**Okunacak metin:**
----

Faizci olmanın cazibesi, mezarcı olmanın cezası
2015 yılı zor ve kayıp yılı oldu!...
2015 yılının son gününde ve 3-4 günlük tatil fırsatının doğduğu ortamda ne yazarsan yaz kolay kolay okuyucu bulamazsın. Biz bu sendromu dini bayramlarda da şahsen yaşıyoruz. Bayramın keyifli (!) olması gereken günlerinde sıkıcı ve zor konuları gündeme getirmek istemiyoruz. Ancak yazabilecek iyi konu da bulamıyoruz.
Şimdi de benzer durumla karşı karşıyayız. Herkes zaten tamamlanan yılın muhasebesini yapıyor. Kimileri de gelecek yılın yorumlarına yer veriyor. Kimileri umut dolu, kimileri umutsuzluk…
Çok net ve açık söylemek gerekirse 2015 yılı zor ve kayıp yılı oldu. Niye mi?... İşte bu değerlendirmenin gerekçeleri…
• 2015 yılına damgasını vuran ve yaklaşık 5 ay ara ile gerçekleşen iki büyük genel seçim yordu. Her iki seçimin sonuçları da ezberleri bozdu. Deyim yerinde ise halk adeta karpuz gibi ikiye bölündü. Beridekiler ve ötekiler…
• Suriye sorunu giderek büyüdü ve çözümsüz hale geldi. Dış dünyanın ve güç odaklarının bile politikaları değişti ve ezberler bozuldu. Denkleme aktif bir şekilde Rusya da dahil oldu.

----

Görüntü etiketleme verileri:
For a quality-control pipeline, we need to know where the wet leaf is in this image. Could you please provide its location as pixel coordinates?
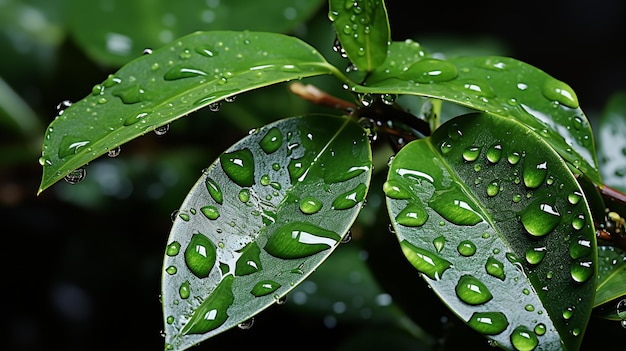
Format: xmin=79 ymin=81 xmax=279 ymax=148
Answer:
xmin=328 ymin=0 xmax=390 ymax=72
xmin=596 ymin=91 xmax=626 ymax=191
xmin=162 ymin=115 xmax=372 ymax=350
xmin=354 ymin=40 xmax=602 ymax=184
xmin=67 ymin=0 xmax=325 ymax=67
xmin=384 ymin=113 xmax=598 ymax=350
xmin=39 ymin=31 xmax=333 ymax=192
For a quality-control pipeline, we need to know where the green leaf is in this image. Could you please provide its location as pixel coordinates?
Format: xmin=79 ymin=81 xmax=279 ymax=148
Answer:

----

2015 yılını zor ve kayıp bir yıl olarak değerlendiren yazıyı son cümlesinden sonra kaldığı yerden alıp sürdürün.

• Suriye sorununun uzantısı mülteci akını, Türkiye’de 2.5 milyona ulaştıktan sonra Viyana kapılarını zorladı.
• Rusya ile yaşanan uçak düşürme sorunu şimdilik çözümsüzlüğe büründü.
• Ekonomide sıkıntılar büyüdü. Özellikle reel ekonomide çok ciddi yerel sarsıntılar devam edip durdu.
• Kamunun görsel bütçe fazlalıkları gerçeklerden uzak kaldı.
• Hukuk üzerinden içeride yapılan hesaplaşmalar giderek büyüdü.
- …
Bu arada mezarcılara vergi geldi!...
Türkiye bir ilginç karara daha şahit oldu.
Mezarlıklarda kabir temizliği ve çiçeklerin sulanması ve düzenlenmesi faaliyeti vergi kapsamına alındı.
Sakın şaka yaptığımız sanılmasın. Zira verginin şakası olmaz!... Eski bir vergici olarak bu konunun önemini biliriz. Ayrıca da magazin haberi gibi karikatürize bir konu olarak da düşünülmesin. Zira bu bir magazin haberi değil gerçek.
Ankara Vergi Dairesi Başkanlığı bir ilginç karara imza atmış. Mezarlıkta kabir temizliği ve çiçeklerin sulanması ve düzenlenmesi faaliyetini vergilendirmiş.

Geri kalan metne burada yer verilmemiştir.